● **About this exercise**:
In the lines below, the string "laptop" may appear; say how many lines hold it and give nothing more.

┄┄┄┄┄┄┄┄┄┄┄┄┄┄┄┄┄┄┄┄

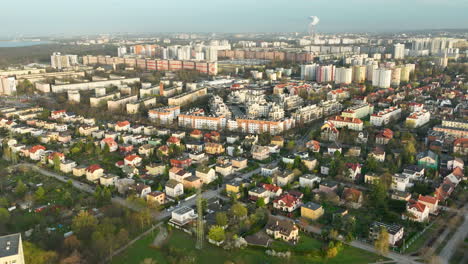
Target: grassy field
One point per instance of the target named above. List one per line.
(211, 254)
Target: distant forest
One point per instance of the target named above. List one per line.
(41, 53)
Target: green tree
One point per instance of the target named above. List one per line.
(238, 210)
(221, 219)
(39, 195)
(20, 189)
(83, 225)
(381, 243)
(36, 255)
(260, 202)
(217, 233)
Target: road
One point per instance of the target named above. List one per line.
(403, 259)
(457, 238)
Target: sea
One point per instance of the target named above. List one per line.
(12, 44)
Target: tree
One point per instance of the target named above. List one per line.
(36, 255)
(4, 216)
(57, 162)
(381, 243)
(238, 210)
(83, 225)
(221, 219)
(39, 195)
(217, 234)
(261, 202)
(20, 189)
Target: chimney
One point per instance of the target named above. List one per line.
(161, 89)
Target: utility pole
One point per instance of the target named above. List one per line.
(200, 227)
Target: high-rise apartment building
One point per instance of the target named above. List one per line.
(343, 75)
(382, 77)
(59, 61)
(398, 51)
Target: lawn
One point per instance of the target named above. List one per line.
(418, 243)
(211, 254)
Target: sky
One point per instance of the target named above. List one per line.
(71, 17)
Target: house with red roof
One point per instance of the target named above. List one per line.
(354, 170)
(94, 172)
(132, 160)
(58, 114)
(429, 201)
(113, 146)
(384, 136)
(417, 211)
(36, 152)
(352, 197)
(173, 141)
(273, 190)
(287, 203)
(52, 156)
(122, 126)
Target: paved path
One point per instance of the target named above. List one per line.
(161, 237)
(461, 233)
(398, 258)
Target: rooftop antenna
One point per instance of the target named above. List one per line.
(313, 22)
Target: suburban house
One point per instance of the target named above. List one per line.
(260, 152)
(417, 211)
(67, 166)
(182, 216)
(429, 201)
(283, 179)
(36, 152)
(79, 170)
(428, 159)
(308, 180)
(108, 180)
(155, 168)
(156, 198)
(400, 182)
(113, 146)
(214, 148)
(206, 174)
(312, 211)
(174, 188)
(395, 232)
(352, 197)
(328, 186)
(283, 229)
(273, 190)
(258, 193)
(94, 172)
(378, 154)
(239, 163)
(354, 170)
(287, 202)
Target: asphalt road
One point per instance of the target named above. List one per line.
(457, 238)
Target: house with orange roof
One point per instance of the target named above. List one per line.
(173, 141)
(355, 124)
(429, 201)
(113, 146)
(94, 172)
(122, 126)
(36, 152)
(417, 211)
(352, 197)
(132, 160)
(52, 156)
(287, 203)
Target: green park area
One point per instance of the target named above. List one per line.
(180, 248)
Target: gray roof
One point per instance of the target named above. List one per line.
(312, 206)
(9, 245)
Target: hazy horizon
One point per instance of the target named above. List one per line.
(55, 17)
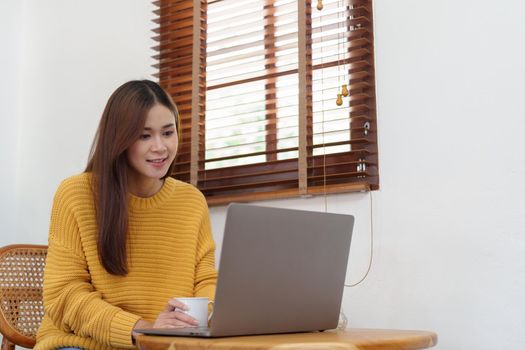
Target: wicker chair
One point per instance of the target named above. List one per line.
(21, 281)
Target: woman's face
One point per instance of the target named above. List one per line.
(150, 156)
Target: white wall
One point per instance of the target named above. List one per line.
(11, 34)
(450, 215)
(76, 53)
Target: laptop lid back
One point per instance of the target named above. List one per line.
(280, 270)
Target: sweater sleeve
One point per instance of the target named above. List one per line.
(70, 299)
(205, 271)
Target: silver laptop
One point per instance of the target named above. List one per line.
(281, 271)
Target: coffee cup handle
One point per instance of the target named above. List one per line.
(211, 313)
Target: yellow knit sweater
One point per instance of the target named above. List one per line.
(170, 254)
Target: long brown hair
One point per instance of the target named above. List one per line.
(121, 125)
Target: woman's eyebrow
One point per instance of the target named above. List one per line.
(164, 127)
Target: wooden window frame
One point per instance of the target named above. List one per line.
(181, 34)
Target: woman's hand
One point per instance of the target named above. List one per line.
(173, 316)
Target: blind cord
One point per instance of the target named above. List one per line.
(371, 245)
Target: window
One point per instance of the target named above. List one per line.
(256, 83)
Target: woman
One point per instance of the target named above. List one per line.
(126, 239)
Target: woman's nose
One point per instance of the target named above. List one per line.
(158, 144)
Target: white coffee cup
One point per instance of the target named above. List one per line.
(198, 309)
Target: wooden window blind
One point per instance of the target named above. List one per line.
(256, 83)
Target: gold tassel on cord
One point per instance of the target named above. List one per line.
(339, 100)
(344, 90)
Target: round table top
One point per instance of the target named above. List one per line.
(350, 339)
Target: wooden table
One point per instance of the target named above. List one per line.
(351, 339)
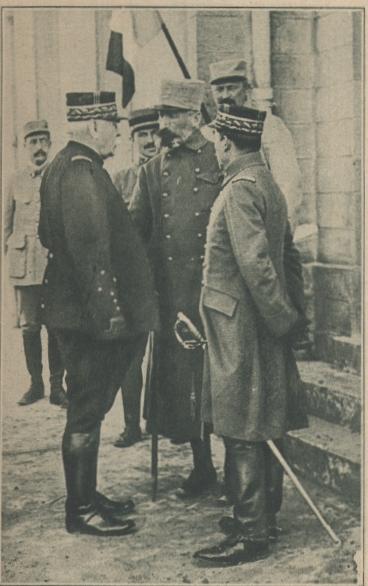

┄┄┄┄┄┄┄┄┄┄┄┄┄┄┄┄┄┄┄┄

● **Task result**:
2